Task brief: Reproduce all of the records below, changing every occurrence of "single point" to "one point" and keeping everything else identical.

§ §

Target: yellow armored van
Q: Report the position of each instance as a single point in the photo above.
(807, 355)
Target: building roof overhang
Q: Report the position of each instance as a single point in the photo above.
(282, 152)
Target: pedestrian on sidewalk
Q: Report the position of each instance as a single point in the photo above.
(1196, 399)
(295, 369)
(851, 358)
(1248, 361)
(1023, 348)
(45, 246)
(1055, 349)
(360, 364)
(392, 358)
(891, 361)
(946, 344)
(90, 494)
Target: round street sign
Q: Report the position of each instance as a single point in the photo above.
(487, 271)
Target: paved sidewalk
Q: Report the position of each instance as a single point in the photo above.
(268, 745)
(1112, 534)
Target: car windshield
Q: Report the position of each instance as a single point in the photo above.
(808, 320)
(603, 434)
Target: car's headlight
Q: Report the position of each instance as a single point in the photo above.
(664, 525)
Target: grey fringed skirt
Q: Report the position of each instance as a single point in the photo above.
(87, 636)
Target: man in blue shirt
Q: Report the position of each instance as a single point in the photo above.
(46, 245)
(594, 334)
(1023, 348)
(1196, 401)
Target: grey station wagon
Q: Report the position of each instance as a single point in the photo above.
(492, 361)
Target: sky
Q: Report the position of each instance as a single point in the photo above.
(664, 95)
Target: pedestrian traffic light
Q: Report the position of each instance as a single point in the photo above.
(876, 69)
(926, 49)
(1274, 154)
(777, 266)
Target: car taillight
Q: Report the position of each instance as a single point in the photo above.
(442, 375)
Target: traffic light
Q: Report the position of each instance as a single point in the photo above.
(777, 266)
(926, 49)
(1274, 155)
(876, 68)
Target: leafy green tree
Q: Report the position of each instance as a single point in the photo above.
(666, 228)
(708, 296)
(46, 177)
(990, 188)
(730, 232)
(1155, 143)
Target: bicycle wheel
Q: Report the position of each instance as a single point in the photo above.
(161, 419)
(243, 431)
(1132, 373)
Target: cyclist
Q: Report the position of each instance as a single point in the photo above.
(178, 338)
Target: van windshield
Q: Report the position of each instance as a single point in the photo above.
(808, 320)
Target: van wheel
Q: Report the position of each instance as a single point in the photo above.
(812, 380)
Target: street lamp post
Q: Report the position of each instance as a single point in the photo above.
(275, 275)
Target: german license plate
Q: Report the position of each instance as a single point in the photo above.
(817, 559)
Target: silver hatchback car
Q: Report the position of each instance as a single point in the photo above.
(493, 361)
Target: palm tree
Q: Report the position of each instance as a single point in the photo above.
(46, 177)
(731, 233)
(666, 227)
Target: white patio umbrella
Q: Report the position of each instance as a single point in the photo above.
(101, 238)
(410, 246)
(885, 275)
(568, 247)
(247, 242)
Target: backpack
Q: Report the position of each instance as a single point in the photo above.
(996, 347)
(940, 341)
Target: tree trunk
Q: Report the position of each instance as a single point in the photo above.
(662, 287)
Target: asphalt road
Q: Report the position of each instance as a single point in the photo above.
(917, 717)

§ §

The solution:
Target: yellow armored van
Q: Report the position of each instance as a one point in the photo above.
(807, 355)
Target: building roof overhang
Q: Report the position of each instance as a one point in the photo above.
(282, 152)
Target: pedestrian on sidewalk
Q: Report the position of each instance as a one point in the photo above.
(1196, 399)
(295, 369)
(851, 358)
(1248, 361)
(1023, 348)
(45, 246)
(1055, 349)
(360, 364)
(392, 358)
(891, 361)
(946, 344)
(90, 494)
Target: round street sign
Q: Report the position of each instance as a one point in the photo above.
(487, 271)
Target: paved sidewalk
Q: Report the position of each instance as a one point in the photo above.
(268, 745)
(1112, 534)
Target: car windshield
Q: Report the position of each instance as a one point in the photo above.
(808, 320)
(603, 434)
Target: car's headlight
Q: Report the position of each instance as a one point in the photo above.
(664, 525)
Target: grey fringed skirt
Q: Report the position of each instance as a one point in the photo above.
(87, 636)
Target: man in blue shirt
Q: Report the position of each instance as a one point in the photo above.
(46, 245)
(594, 334)
(1023, 348)
(1196, 401)
Target: grey station wagon
Q: Report the position of each instance as a one point in the photo above.
(492, 361)
Target: sky
Q: Report the position of each instance as a one point in the photo above.
(664, 95)
Target: pedestrian traffic light
Q: Report the position of each instance as a one point in the photo above.
(876, 69)
(926, 49)
(1274, 154)
(777, 266)
Target: car taillight
Q: Report the position of each instance as a one point in the photo above.
(442, 375)
Target: traffic light
Q: Report the position of each instance as a one point in the photo above.
(777, 266)
(926, 49)
(1274, 155)
(876, 68)
Target: leafy green tree
Q: Report the position of each instance as a one point in the photo above.
(666, 228)
(708, 296)
(46, 177)
(990, 188)
(730, 232)
(1155, 143)
Target: bicycle wheel
Q: Report the position of each instance as a one point in the photo above.
(161, 419)
(243, 431)
(1132, 373)
Target: cyclist
Q: Report the position of each instance as a one point in the photo above.
(178, 338)
Target: van windshield
Q: Report the position of each instance as a one point in the photo above.
(808, 320)
Target: van wheel
Q: Report the position of each instance as a one point in the photo above.
(812, 380)
Target: street lamp post
Q: Report the position of each instance as a one point in the photo above.
(275, 275)
Target: german license plate
Q: Report the position of each instance as a one point in the photo above.
(817, 559)
Target: silver hatchback car
Q: Report the position of each instance as a one point in the photo above.
(493, 361)
Target: palm tree
Q: Report the position of each instance as a one point in the photo above.
(46, 177)
(731, 233)
(666, 227)
Target: white patio umbrella
Q: Report the position of each instance as a one point in the photo above.
(101, 238)
(410, 246)
(885, 275)
(568, 247)
(247, 242)
Target: backpack
Q: Report the position of each instance as a one point in the photo above.
(996, 347)
(940, 341)
Target: tree trunk
Q: Report the position of each instance as a one point in the photo above.
(662, 287)
Target: asphalt road
Q: Report the position of each instance as a one point in the photo above.
(917, 717)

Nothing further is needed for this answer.